-------- SELECTED EXCERPT

Let's Face It: Net Zero Is Dead In The Water

The headline and cartoon come today from Dr. Benny Peiser’s New Zero Watch newsletter. (If you don’t subscribe to this newsletter, you should. Go to this link to sign up. As with MC, there is no charge.) This latest newsletter contains a roundup of articles from just the last couple of days reporting on the ongoing disaster of the Net Zero fantasy. In this post, I’ll just cover some of the highlights.

But first, can somebody please let President Biden in on this news, or at least some of it? Even as the impossible dream of a wind/solar-powered economy collapses everywhere it is tried, the U.S. federal government blindly pushes forward with hundreds of billions of dollars of taxpayer funds to subsidize wind and solar generation and battery storage. It would be bad enough if those huge sums were merely wasted. But in fact, they will not just be wasted, but will also contribute to vast destruction of our functioning and inexpensive energy infrastructure, and they threaten to leave people impoverished and freezing in the dark. A government-wide crusade throughout the federal bureaucracy uses every regulatory trick in the book to hinder, hamper, and suppress the fossil fuel energy that actually keeps the heat running and the lights on. The world has gone completely mad.

With that, here is a sampling from today’s newsletter:

  • From Reuters, today: “India to use emergency law to maximise coal power output.” With a population about double the U.S. and Europe combined, and continuing to grow while China is shrinking, India is Exhibit A among developing countries thumbing their noses at Net Zero nonsense. In this most recent news, it seems that some of India’s coal power plants using imported coal have been running at less than full capacity due to competition from other plants using cheaper domestic coal. That’s not OK with the Indian government, which wants all of its coal plants to run flat out in the upcoming peak demand summer season. An emergency law will be invoked to be sure that this occurs: “India plans to use an emergency law next month to force power plants that run on imported coal to maximise output, two government sources told Reuters on Monday, in preparation for expected record consumption this summer. . . . Federal power ministry officials will work with those involved in debt restructuring of financially stressed power plants to make them functional. . . .” That right there will likely wipe out any trivial decreases in emissions that the nut cases in California and New York may be able to achieve this year by impoverishing their citizens.

----------------
-------- PROVIDED DATA

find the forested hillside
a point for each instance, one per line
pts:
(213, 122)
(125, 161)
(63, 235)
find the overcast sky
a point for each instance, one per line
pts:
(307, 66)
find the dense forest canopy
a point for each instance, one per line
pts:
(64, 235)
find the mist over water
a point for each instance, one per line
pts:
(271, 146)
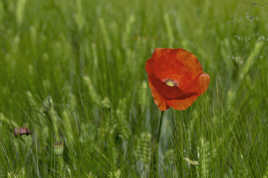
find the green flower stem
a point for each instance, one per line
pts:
(156, 141)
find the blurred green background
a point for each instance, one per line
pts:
(73, 72)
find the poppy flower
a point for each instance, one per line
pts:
(176, 78)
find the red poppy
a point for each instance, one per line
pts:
(176, 78)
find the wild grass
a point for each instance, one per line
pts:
(73, 73)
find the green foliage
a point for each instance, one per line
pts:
(73, 73)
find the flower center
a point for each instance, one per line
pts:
(171, 83)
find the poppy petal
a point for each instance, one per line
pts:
(203, 82)
(158, 99)
(175, 64)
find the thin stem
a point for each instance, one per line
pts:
(159, 127)
(155, 161)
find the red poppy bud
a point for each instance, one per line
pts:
(176, 78)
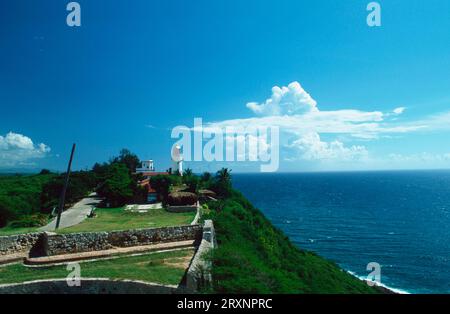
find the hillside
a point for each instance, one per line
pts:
(255, 257)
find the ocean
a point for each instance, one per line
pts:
(398, 219)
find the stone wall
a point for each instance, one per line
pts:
(88, 286)
(56, 244)
(18, 243)
(198, 274)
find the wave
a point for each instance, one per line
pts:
(395, 290)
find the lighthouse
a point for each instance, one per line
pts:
(177, 159)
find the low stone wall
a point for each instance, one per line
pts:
(18, 243)
(56, 244)
(198, 274)
(88, 286)
(183, 209)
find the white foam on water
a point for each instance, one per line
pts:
(399, 291)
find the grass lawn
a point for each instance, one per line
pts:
(164, 268)
(110, 219)
(5, 231)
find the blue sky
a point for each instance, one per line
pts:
(134, 70)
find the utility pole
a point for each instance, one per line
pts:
(62, 199)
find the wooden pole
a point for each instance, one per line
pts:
(62, 199)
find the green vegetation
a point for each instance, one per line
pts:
(255, 257)
(110, 219)
(118, 185)
(164, 268)
(20, 196)
(26, 201)
(8, 230)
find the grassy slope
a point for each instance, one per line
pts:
(109, 219)
(22, 193)
(6, 231)
(165, 268)
(255, 257)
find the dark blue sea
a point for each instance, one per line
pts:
(399, 219)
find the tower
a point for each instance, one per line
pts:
(177, 158)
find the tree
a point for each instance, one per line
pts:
(128, 158)
(188, 172)
(118, 187)
(206, 179)
(193, 183)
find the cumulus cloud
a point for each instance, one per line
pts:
(289, 100)
(311, 147)
(303, 125)
(19, 150)
(399, 110)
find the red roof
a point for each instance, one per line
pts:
(152, 174)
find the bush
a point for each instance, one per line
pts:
(182, 198)
(29, 221)
(255, 257)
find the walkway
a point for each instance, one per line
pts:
(76, 214)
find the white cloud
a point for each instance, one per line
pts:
(399, 110)
(289, 100)
(19, 150)
(311, 147)
(302, 125)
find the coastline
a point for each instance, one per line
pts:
(385, 288)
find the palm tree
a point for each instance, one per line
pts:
(224, 175)
(188, 172)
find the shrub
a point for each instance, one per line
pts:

----------------

▶ **ASSIGNED TASK 1**
Retype the part of the Net Zero post from "Let's Face It: Net" up to and including "of the highlights.".
▶ **ASSIGNED TASK 2**
Extend the Net Zero post past its final sentence.
The data has no connection to the Net Zero post.

▶ **EXERCISE OUTPUT 1**
Let's Face It: Net Zero Is Dead In The Water

The headline and cartoon come today from Dr. Benny Peiser’s New Zero Watch newsletter. (If you don’t subscribe to this newsletter, you should. Go to this link to sign up. As with MC, there is no charge.) This latest newsletter contains a roundup of articles from just the last couple of days reporting on the ongoing disaster of the Net Zero fantasy. In this post, I’ll just cover some of the highlights.

▶ **EXERCISE OUTPUT 2**
  • Today’s Daily Telegraph reports that the annual BP Energy Outlook has just been published. The Telegraph notes a key takeaway: BP warns that no amount of investment in the intermittent renewables is going to eliminate the need for ongoing investment in fossil fuel production, at least within the 30 year time horizon of the Report. From the Telegraph: “Investment in oil and gas production will be needed for the next three decades if the world is to avoid more shortages and price swings, BP has warned.” Looking at the BP Report itself, that warning is surely there — along with plenty of fantasy about global carbon emissions suddenly turning around and starting to decrease any minute now. A chart from the “Overview” section shows past and projected future global carbon emissions from energy production: The gist is that over the last 20 years of strident and coercive government efforts to decrease use of fossil fuels, their use has only increased and emissions have only gone up (with a couple of tiny blips). But starting next year that’s all going to suddenly turn around. Sure!

  • From a piece by Irwin Stelzer in the Sunday Times, January 29, “John Kerry and Al Gore know their beloved Paris is no more.” Excerpt: “They might not admit it, but they know their beloved Paris is no more. Kerry knows most corporations have no idea how to fulfil the pledges made by some 200 nations in the city's 2015 agreement on climate change. . . . Covid relief, the needs of Ukraine, and the unrelenting demands of the left for more social spending . . . No policy could survive all this, and climate policy surely has not.”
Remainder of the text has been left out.